##### Page excerpt
Connection from client to MS
If the connection from a client to the MS is dropped the retry hopen
timeout and repeat interval can be configured using an override of INSTANCE_CONFIG
Enhanced Instance Configuration
parameter | type | default | description |
---|---|---|---|
.dm.i.reconnFreq |
integer | 10000 | Interval between reconnect attempts (milliseconds) from client to MS when connection dropped |
.dm.i.openTimeout |
long | 250 | hopen connection timeout (milliseconds) from client to MS when connection dropped |
Connection between MS processes
For connections between processes in a server cluster the hopen
timeout and repeat interval can be configured using an override of INSTANCE_CONFIG
Enhanced Instance Configuration
parameter | type | default | description |
---|---|---|---|
.rpl.reconnFreq |
integer | 10000 | Interval between reconnect attempts (milliseconds) between MS processes in a cluster |
.rpl.openTimeout |
integer | 200 (windows)/1000 (linux) | hopen connection timeout (milliseconds) between MS processes in a cluster |
Table callbacks
The ability to specify function callbacks against a table is available in subscribers. Each table can have one or more functions to be executed whenever an update is received.
The standard model would be to;
- setup the table to function(s) callbacks on instance startup
- apply the callbacks whenever a new message is received to the upd or realTimeMsgFunct
This allows multiple instances to share one generic upd function but specify different callbacks per process.
##########
##### Material provided
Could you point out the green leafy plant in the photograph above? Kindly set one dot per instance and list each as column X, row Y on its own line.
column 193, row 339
##########
Short task:
Copy out the full page excerpt on connection settings and table callbacks, word for word.

Solution:
Connection from client to MS
If the connection from a client to the MS is dropped the retry hopen
timeout and repeat interval can be configured using an override of INSTANCE_CONFIG
Enhanced Instance Configuration
parameter | type | default | description |
---|---|---|---|
.dm.i.reconnFreq |
integer | 10000 | Interval between reconnect attempts (milliseconds) from client to MS when connection dropped |
.dm.i.openTimeout |
long | 250 | hopen connection timeout (milliseconds) from client to MS when connection dropped |
Connection between MS processes
For connections between processes in a server cluster the hopen
timeout and repeat interval can be configured using an override of INSTANCE_CONFIG
Enhanced Instance Configuration
parameter | type | default | description |
---|---|---|---|
.rpl.reconnFreq |
integer | 10000 | Interval between reconnect attempts (milliseconds) between MS processes in a cluster |
.rpl.openTimeout |
integer | 200 (windows)/1000 (linux) | hopen connection timeout (milliseconds) between MS processes in a cluster |
Table callbacks
The ability to specify function callbacks against a table is available in subscribers. Each table can have one or more functions to be executed whenever an update is received.
The standard model would be to;
- setup the table to function(s) callbacks on instance startup
- apply the callbacks whenever a new message is received to the upd or realTimeMsgFunct
This allows multiple instances to share one generic upd function but specify different callbacks per process.